### Exercise inputs
[Start of Attachment]

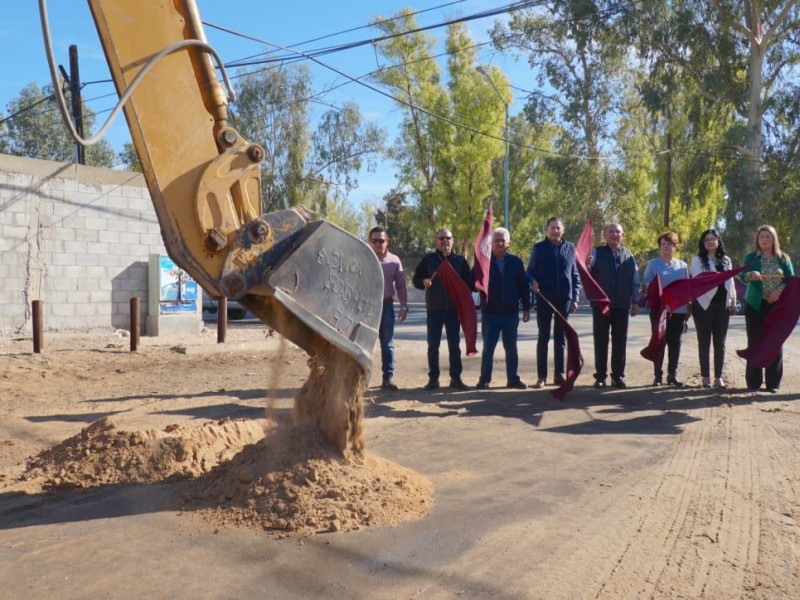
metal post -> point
(505, 170)
(77, 108)
(38, 328)
(505, 141)
(135, 320)
(222, 319)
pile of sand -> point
(293, 481)
(101, 454)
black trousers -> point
(674, 332)
(711, 324)
(614, 325)
(754, 324)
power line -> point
(344, 31)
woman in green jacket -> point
(765, 280)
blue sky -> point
(283, 23)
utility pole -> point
(505, 140)
(668, 182)
(74, 81)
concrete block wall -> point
(79, 239)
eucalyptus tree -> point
(450, 134)
(741, 56)
(413, 78)
(311, 159)
(272, 109)
(577, 60)
(34, 129)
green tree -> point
(578, 58)
(743, 56)
(421, 149)
(316, 167)
(36, 131)
(450, 135)
(272, 109)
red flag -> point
(658, 337)
(483, 253)
(683, 291)
(583, 249)
(459, 292)
(574, 356)
(780, 322)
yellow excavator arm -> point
(311, 281)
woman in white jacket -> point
(712, 311)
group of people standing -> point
(552, 279)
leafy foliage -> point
(36, 130)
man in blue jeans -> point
(554, 278)
(508, 291)
(441, 308)
(394, 281)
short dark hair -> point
(703, 253)
(671, 237)
(551, 219)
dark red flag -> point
(483, 253)
(778, 325)
(683, 291)
(583, 249)
(459, 292)
(574, 356)
(658, 336)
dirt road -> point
(645, 492)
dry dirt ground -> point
(638, 493)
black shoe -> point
(458, 384)
(672, 380)
(619, 382)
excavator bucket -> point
(312, 282)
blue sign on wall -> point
(177, 291)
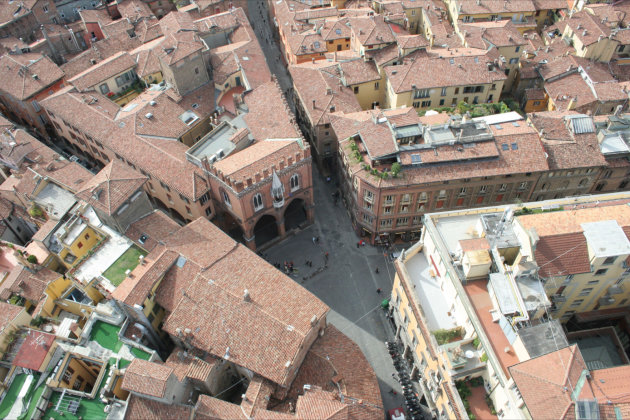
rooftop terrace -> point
(434, 305)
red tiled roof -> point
(437, 71)
(134, 289)
(33, 350)
(154, 227)
(546, 382)
(28, 284)
(111, 187)
(268, 115)
(24, 75)
(108, 68)
(313, 83)
(8, 313)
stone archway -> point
(265, 229)
(295, 214)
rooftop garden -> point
(106, 335)
(478, 110)
(127, 261)
(88, 409)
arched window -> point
(226, 198)
(295, 182)
(257, 202)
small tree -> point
(396, 169)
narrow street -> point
(263, 27)
(348, 283)
(346, 280)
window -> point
(295, 182)
(577, 303)
(226, 198)
(421, 93)
(609, 260)
(258, 202)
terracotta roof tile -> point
(102, 71)
(8, 313)
(256, 158)
(134, 290)
(148, 230)
(565, 149)
(322, 86)
(148, 378)
(34, 349)
(24, 75)
(268, 115)
(359, 71)
(494, 6)
(111, 187)
(372, 30)
(217, 292)
(162, 159)
(543, 381)
(139, 408)
(29, 284)
(432, 71)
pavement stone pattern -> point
(346, 281)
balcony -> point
(615, 289)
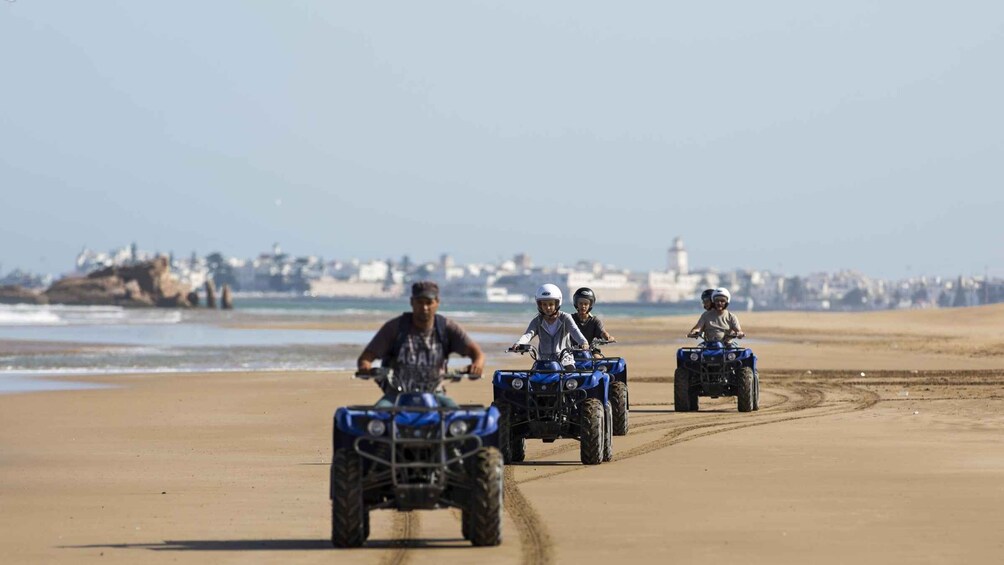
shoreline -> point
(889, 466)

[End of Attachment]

### Exercise aim
Take the lines from the one holding "rooftop garden -> point" through the final line of the records above and output them exactly, both ends included, excluding pictures.

### Result of this exercise
rooftop garden -> point
(106, 335)
(478, 110)
(127, 261)
(88, 409)
arched window -> point
(226, 198)
(295, 182)
(257, 202)
small tree -> point
(396, 169)
narrow street -> point
(263, 27)
(348, 283)
(346, 280)
window -> point
(295, 182)
(577, 303)
(226, 198)
(421, 93)
(609, 260)
(258, 202)
terracotta roof tile -> point
(102, 71)
(8, 313)
(256, 158)
(134, 290)
(148, 230)
(565, 149)
(322, 86)
(148, 378)
(34, 349)
(24, 75)
(268, 115)
(359, 71)
(494, 6)
(111, 187)
(372, 30)
(217, 292)
(162, 159)
(543, 381)
(139, 408)
(29, 284)
(432, 71)
pavement stone pattern -> point
(346, 281)
balcony -> point
(615, 289)
shoreline -> point
(889, 466)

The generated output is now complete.